* _What the task asks_: Restate the entries word for word, omitting nothing.

[Recorded data]
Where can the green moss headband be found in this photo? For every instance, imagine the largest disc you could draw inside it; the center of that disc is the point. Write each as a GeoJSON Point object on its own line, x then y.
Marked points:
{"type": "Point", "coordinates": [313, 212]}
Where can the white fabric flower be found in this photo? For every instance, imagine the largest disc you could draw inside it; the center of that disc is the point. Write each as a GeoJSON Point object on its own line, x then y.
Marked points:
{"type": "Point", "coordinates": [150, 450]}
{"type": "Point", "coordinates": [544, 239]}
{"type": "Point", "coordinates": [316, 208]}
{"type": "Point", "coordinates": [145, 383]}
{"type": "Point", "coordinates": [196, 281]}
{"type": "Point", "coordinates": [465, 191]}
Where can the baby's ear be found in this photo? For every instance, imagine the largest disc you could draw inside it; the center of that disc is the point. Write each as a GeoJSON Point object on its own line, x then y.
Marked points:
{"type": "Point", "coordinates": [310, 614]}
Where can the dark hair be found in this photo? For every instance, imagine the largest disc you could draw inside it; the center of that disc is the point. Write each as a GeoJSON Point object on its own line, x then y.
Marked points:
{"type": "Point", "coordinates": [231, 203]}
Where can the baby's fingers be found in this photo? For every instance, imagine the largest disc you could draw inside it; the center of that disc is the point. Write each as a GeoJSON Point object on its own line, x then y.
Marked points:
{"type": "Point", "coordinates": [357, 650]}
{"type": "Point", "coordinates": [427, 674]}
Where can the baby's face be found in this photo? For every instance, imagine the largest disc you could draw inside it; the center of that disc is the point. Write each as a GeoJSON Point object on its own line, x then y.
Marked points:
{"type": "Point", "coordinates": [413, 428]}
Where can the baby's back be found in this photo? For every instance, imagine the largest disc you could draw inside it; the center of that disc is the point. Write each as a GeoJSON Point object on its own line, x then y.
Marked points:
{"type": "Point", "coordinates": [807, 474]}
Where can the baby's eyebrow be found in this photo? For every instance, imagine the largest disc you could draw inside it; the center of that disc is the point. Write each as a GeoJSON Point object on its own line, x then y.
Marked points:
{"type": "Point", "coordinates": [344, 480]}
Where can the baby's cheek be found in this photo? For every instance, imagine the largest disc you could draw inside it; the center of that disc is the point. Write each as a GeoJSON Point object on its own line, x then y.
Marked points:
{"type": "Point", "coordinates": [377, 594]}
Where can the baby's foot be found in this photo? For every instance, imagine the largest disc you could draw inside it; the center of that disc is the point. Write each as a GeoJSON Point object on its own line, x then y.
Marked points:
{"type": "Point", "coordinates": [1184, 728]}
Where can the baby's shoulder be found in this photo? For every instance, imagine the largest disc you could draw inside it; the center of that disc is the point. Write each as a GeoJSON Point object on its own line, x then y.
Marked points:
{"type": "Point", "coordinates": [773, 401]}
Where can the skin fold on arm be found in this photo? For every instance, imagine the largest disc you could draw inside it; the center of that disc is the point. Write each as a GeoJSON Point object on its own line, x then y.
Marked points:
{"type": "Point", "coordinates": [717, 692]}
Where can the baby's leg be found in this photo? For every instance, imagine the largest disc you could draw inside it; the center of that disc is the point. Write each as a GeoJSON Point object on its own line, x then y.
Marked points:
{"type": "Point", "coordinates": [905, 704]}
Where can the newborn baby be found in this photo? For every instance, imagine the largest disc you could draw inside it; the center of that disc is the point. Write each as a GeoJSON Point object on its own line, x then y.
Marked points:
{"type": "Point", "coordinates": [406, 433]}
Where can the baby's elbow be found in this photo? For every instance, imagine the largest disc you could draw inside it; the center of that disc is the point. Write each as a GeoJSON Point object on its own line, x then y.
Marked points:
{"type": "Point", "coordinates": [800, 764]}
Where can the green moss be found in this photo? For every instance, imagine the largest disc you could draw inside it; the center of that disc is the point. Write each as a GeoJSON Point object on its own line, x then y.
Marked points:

* _Solution to this problem_:
Where can the green moss headband be found in this photo? For every instance, imagine the largest disc you could draw inside it; the center of that disc is the point. Write each as a GeoJSON Point object on its own line, x then y.
Marked points:
{"type": "Point", "coordinates": [313, 212]}
Where can the white fabric flower be found in this photo? For every instance, imagine the largest disc you could draw inside it; the center of that disc is the point. Write each as a GeoJSON Point object on its own line, x then y.
Marked points:
{"type": "Point", "coordinates": [150, 450]}
{"type": "Point", "coordinates": [544, 239]}
{"type": "Point", "coordinates": [316, 208]}
{"type": "Point", "coordinates": [145, 383]}
{"type": "Point", "coordinates": [196, 281]}
{"type": "Point", "coordinates": [465, 191]}
Where can the baby's ear be found in this photo? For every instance, imagine the largest disc you could draw inside it; the center of that disc is the point. Write each as a GeoJSON Point object on its own line, x then y.
Marked points:
{"type": "Point", "coordinates": [310, 614]}
Where can the dark hair be found in this photo? For every instance, imagine the largest disc you could draw inside it; the center of that disc is the point. Write each as a GeoJSON Point object on its own line, x then y.
Marked points:
{"type": "Point", "coordinates": [231, 203]}
Where can the baby's fingers be found in this photo? For every instance, imagine the largest disc you could draw inside it; the center of that disc is the point. Write each as a GeoJSON Point object on its own line, x then y.
Marked points:
{"type": "Point", "coordinates": [357, 650]}
{"type": "Point", "coordinates": [427, 674]}
Where can the baby's face be found in this photo? For every instance, imagine the largest disc you could draw inside it; the center of that disc is the point. Write each as a GeoJSON Point object on its own line, x then y.
Marked points:
{"type": "Point", "coordinates": [413, 428]}
Where can the baby's back be found in this photo? For every instance, imagine the largest disc you could draw inside it; the center of that disc is the point. Write each as a GeoJSON Point object on its own line, x then y.
Marked points:
{"type": "Point", "coordinates": [807, 474]}
Where can the baby's eyebrow be found in this photo? For every instance, imagine the largest disc you could draw inside it; the center of that disc is the point. Write each as a GeoJSON Point object on its own line, x then y.
Marked points:
{"type": "Point", "coordinates": [344, 480]}
Where can the baby's cheek be found in this photo? For every instance, imagine the largest disc you could draw inside it; the center of that disc is the point. Write each as a GeoJSON Point object on its own line, x then y.
Marked points:
{"type": "Point", "coordinates": [377, 594]}
Where can the baby's foot be found in this photo? For every instance, imagine the largest disc you could draw inside it; the center of that disc is the point. Write each as a GeoJSON Point object on its own line, x then y.
Marked points:
{"type": "Point", "coordinates": [1184, 728]}
Where can the baby's shoulder be found in this photo? For every instance, imagine the largest disc you could draw inside it; the center of that disc is the point. Write each as a GeoJSON Point object on its own line, x then y.
Marked points:
{"type": "Point", "coordinates": [773, 401]}
Where can the skin fold on arm be found in this photo? For every instance, imagine the largest disc you could draw inside it; the center of that disc is the point. Write each as a GeoJSON Point object on its own line, x then y.
Marked points:
{"type": "Point", "coordinates": [717, 692]}
Where can the baby's leg be found in this photo? For every instance, imagine the largest disc you could draw inside it; the center of that disc is the point. Write each as a GeoJSON Point object on its own line, x then y.
Marked points:
{"type": "Point", "coordinates": [905, 704]}
Where can the newborn baby be found in this photo? For every instance, imagine the largest disc you could draw inside it; the center of that disc is the point. Write each as a GeoJSON Point object on its own line, x then y.
Marked points:
{"type": "Point", "coordinates": [406, 433]}
Where can the baby's elbow be found in this photo? For every instance, imagine the largest disc you could draw inside it; the center of that disc is the point. Write each as a GeoJSON Point object on its own line, x then y.
Marked points:
{"type": "Point", "coordinates": [800, 764]}
Where can the green moss be found in this photo? For every instance, imagine the largest disc you could draw inside it; the center of that disc is the point. Write each as a GeoJSON Point object on its own line, x then y.
Marked points:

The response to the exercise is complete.